* begin Text extract *

Welcome to the Forex Weekly Review for February 16–20, where we break down last week’s price action across major currency pairs and prepare a strategic trading plan for the week ahead.
Our analysis is based on:
- Market structure
- EMA89 trend confirmation
- Fibonacci retracement & extension levels
- Risk-to-Reward positioning
- Capital preservation strategy
Let’s break it down pair by pair.
EUR/USD Weekly Analysis
EUR/USD Last Week Review
If you missed last week’s EUR/USD forecast, you can revisit it here.

At the start of the week, Monday opened with a strong bullish candle, confirming the ongoing uptrend. Price successfully hit TP1 and came close to TP2 before volatility increased in later sessions.
The key support zone remains around the previous entry area (1.77x–1.81x) discussed in last week’s analysis.
Since positions are currently in profit, the priority now is capital protection. Stop Loss should be adjusted to breakeven or positive territory to lock in gains.
EUR/USD Week Ahead Forecast
D1 Timeframe – Bullish Structure Maintained

On the D1 timeframe, EUR/USD continues to trade above the EMA89 dynamic support, maintaining its broader bullish structure. The strong bullish candle at the beginning of last week confirmed upward momentum; however, the following sessions showed increased volatility.
Price corrected toward two key Fibonacci retracement levels — 0.382 and 0.5 — before finding support and rebounding. This reaction reinforces the underlying uptrend and suggests buyers are still in control as long as price remains above EMA89.
H4 Timeframe – EMA89 as Dynamic Support

On the H4 timeframe, the strongest correction pushed EUR/USD down to the EMA89 zone before price bounced back decisively. This reaction confirms EMA89 as a key dynamic support level within the current bullish trend. As long as price continues to respect this level, the overall structure favors trend continuation to the upside.
Trading Plan for EUR/USD – Week Ahead
For traders currently holding Buy positions, consider moving Stop Loss to positive territory at 1.1827 to secure profits and reduce downside risk. The next key Take Profit levels are the recent high around 1.192xx, followed by the extended target near 1.198xx–1.20x, aligned with the Fibonacci 1.618 extension level.
For traders without an active position, potential Buy setups may be considered around the EMA89 support zone at 1.183x–1.184x, provided price shows bullish confirmation. Stop Loss and Take Profit targets should follow the same structure outlined above to maintain consistent risk management.
USD/JPY Weekly Analysis
USD/JPY Last Week Review
If you missed last week’s USD/JPY outlook, review it here.

During last week’s trading sessions, the pair opened with a bullish gap in line with the prevailing uptrend. However, it failed to sustain momentum and eventually broke below the EMA89 support, signaling a shift into a short-term bearish structure.
In the previous forecast, the projected Take Profit target offered a high risk-to-reward ratio of over 1:6, but price only reached approximately 1:4 before reversing downward. Fortunately, Stop Loss had already been adjusted to positive territory, allowing profits to be secured despite the market not reaching the full target.

* end Text extract *
* begin Information shown *

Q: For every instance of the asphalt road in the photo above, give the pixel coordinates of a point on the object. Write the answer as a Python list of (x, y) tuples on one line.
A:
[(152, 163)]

* end Information shown *

• Objective 1:
Reproduce the stretch of the forex weekly review from "Welcome to the" through "in later sessions.", swapping "Monday" for "Tuesday".
• Objective 2:
According to the forex weekly review, toward which two Fibonacci retracement levels did EUR/USD correct on the D1 timeframe?

• Worked solution 1:
Welcome to the Forex Weekly Review for February 16–20, where we break down last week’s price action across major currency pairs and prepare a strategic trading plan for the week ahead.
Our analysis is based on:
- Market structure
- EMA89 trend confirmation
- Fibonacci retracement & extension levels
- Risk-to-Reward positioning
- Capital preservation strategy
Let’s break it down pair by pair.
EUR/USD Weekly Analysis
EUR/USD Last Week Review
If you missed last week’s EUR/USD forecast, you can revisit it here.

At the start of the week, Tuesday opened with a strong bullish candle, confirming the ongoing uptrend. Price successfully hit TP1 and came close to TP2 before volatility increased in later sessions.

• Worked solution 2:
0.382 and 0.5